# Your objective:
Reproduce verbatim the stretch of the items below from the line containing "Where can the blue" through the final line, inclusive.
-- Start Source data --
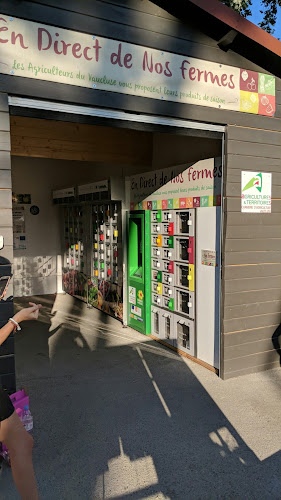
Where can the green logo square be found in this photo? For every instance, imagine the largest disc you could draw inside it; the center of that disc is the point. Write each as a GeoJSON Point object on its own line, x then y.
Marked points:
{"type": "Point", "coordinates": [266, 84]}
{"type": "Point", "coordinates": [204, 201]}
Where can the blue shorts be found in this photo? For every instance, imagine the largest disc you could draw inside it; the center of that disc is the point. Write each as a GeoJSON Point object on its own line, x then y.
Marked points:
{"type": "Point", "coordinates": [6, 405]}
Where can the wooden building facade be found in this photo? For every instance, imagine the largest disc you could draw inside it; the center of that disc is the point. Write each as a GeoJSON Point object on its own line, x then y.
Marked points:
{"type": "Point", "coordinates": [203, 29]}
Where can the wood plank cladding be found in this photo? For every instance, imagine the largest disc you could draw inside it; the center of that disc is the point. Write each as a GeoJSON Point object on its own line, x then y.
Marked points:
{"type": "Point", "coordinates": [34, 137]}
{"type": "Point", "coordinates": [251, 256]}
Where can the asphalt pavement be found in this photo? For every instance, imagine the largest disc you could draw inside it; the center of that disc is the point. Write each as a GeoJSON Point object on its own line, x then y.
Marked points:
{"type": "Point", "coordinates": [118, 416]}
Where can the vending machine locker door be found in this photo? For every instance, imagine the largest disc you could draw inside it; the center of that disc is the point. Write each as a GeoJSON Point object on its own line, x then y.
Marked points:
-- End Source data --
# Exercise answer:
Where can the blue shorts be found in this photo? For every instance, imagine the largest disc you could draw inside it; the center of that disc is the point. Write each as a GeoJSON Point object on its own line, x then y.
Marked points:
{"type": "Point", "coordinates": [6, 405]}
Where can the wooden building facade be found in this photo? For every instance, imagine the largest disc you could draw inside it; the center of that disc is the point. Write each as a GeoJSON Point object on its own line, x then y.
Marked points:
{"type": "Point", "coordinates": [203, 29]}
Where can the wood plank cladding be found in this photo? For every instance, imagine the largest disc you could draw inside it; the center of that disc is the point. Write each as a GeoJSON Point object on its own line, x then y.
Marked points:
{"type": "Point", "coordinates": [34, 137]}
{"type": "Point", "coordinates": [251, 256]}
Where can the asphalt pavement be found in this photo? For every instance, imagine the largest disc you could draw inside it; the center of that disc is the point. Write each as a GeoJSON Point object on its own line, x then y.
Marked points:
{"type": "Point", "coordinates": [118, 416]}
Where can the vending machine locker door be found in this photo? For every instance, imagine the largest disc you could draw inside it; the center of that disc is the point. Write each as a GeoJSON Point object on its own line, x then y.
Marked points:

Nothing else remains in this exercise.